▼
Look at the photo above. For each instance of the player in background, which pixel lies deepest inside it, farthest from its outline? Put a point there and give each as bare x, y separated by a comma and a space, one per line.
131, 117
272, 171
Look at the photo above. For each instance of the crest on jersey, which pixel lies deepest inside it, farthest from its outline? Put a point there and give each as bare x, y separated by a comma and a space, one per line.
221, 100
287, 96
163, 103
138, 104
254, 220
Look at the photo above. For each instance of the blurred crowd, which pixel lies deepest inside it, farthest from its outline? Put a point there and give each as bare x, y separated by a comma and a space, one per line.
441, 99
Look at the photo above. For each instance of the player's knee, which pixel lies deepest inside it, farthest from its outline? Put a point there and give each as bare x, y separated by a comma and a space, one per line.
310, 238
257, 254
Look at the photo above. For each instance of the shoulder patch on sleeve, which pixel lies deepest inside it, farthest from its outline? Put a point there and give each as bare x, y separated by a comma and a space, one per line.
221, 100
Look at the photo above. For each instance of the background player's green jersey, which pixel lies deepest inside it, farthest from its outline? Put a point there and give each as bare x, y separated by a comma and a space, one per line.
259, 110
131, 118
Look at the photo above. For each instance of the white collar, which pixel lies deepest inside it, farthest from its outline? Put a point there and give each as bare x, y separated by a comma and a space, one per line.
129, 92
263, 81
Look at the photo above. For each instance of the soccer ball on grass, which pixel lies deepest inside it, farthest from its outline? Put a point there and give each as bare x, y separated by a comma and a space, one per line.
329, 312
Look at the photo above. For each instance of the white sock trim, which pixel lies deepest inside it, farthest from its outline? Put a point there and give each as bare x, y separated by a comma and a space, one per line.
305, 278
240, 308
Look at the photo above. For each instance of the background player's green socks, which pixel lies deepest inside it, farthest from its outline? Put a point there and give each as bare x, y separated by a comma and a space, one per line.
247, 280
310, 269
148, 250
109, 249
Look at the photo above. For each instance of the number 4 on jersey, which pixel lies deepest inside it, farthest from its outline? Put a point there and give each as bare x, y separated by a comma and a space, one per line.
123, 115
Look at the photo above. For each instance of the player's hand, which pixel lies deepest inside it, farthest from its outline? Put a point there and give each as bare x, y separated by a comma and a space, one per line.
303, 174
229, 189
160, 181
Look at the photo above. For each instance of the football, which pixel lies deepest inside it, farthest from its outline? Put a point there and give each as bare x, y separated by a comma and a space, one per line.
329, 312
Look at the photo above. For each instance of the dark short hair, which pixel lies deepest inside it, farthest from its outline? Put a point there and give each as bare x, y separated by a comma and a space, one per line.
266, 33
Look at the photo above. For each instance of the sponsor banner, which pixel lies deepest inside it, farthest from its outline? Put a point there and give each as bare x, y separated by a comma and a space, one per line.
▲
DIRECTIONS FOR THIS TASK: An exact copy of the data, with every line intact, is the required answer.

ANSWER TO THE EXERCISE:
Look at the photo above. For each instance of the player in background, which pixel lies deepest inside it, farthest from its outline? Put a point there and give each as bare x, y separated by a comma and a space, one per line.
131, 117
272, 171
Look at the photo above. For each instance of the crest on jersey, which pixel lies deepest inside it, farthest from its outline? Put a point there and give each as bare x, y separated by a comma and a space, one per line.
221, 100
287, 96
163, 103
138, 104
254, 220
Look at the photo above. For each instance of the blurred crowd, which pixel lies deepest inside it, farthest from its outline? Put a point there and give each as bare x, y separated by a comma and a space, one per line.
441, 99
Look at the photo above. For each instance of the player's knee, which pixel lies deepest inside it, farthest from its outline? Put a point there and give each as bare x, y separated by a comma and a space, one per line.
310, 238
257, 254
Look at the photo above. For each instance of the shoulder patch on sleeve, which pixel lies deepest inside it, farthest from its outline? Put a point there and give each as bare x, y separated by a comma and a space, one per line.
221, 100
Look at the photo above. For each instance of the background player's green jersey, which pixel lies deepest inside it, farthest from its outline? Put a point there and give each as bare x, y separated by a comma and a space, one per line.
259, 110
131, 118
Look at the photo above. For each instance of the white collar, which pixel lies deepest inside it, farthest from its outline? Put a point there and give each as bare x, y separated by a comma and a space, one per line.
129, 92
263, 81
Look at the photo above. For each instance of the soccer ball on grass, which pixel lies deepest inside it, farthest from its outline? Put a point there and give each as bare x, y separated by a comma and a space, one per line.
329, 312
Look at the photo above. For each instance of the white sock trim, which pixel lies deepest inside it, farthest from its outline? Put a point there and give each as bare x, y separated by a comma and a space, one per line.
305, 278
240, 308
Look at the photo above. For each instance of the background player's green socks, which pixel lies deepest inside it, farthest from its outline? Put a point there and give each as bare x, y separated by a comma and a space, one per line.
247, 280
310, 269
148, 250
109, 249
Look at the photo above. For each instance of the number 4 on jersey, which pixel lies deepest inside it, farthest from its outline? Put a point there and give each as bare x, y separated by a comma and a space, one per line.
123, 115
Look at the photo above. For each instance of the player's hand, which pixel lies deepest inside it, farthest from its outline? Put a point there and give each as bare x, y separated by a comma and a space, one per line.
303, 174
229, 189
160, 181
Look at the photo above. For each instance of the football, which pixel lies deepest inside it, farthest from its outline? Put a point there and give each as bare x, y separated by a comma and a space, one per line.
329, 312
Look at the photo above. For each instance of the dark short hair, which pixel lies deepest inside it, farthest from its outline? Put a point there and give each as bare x, y separated by a comma and a space, one per line.
266, 33
Look at the photo above. For each instance of the sponsor banner, which pixel lies deepest inside it, farthest from its outline? Put a point there and give each as bare x, y separated by a comma and a space, one per line.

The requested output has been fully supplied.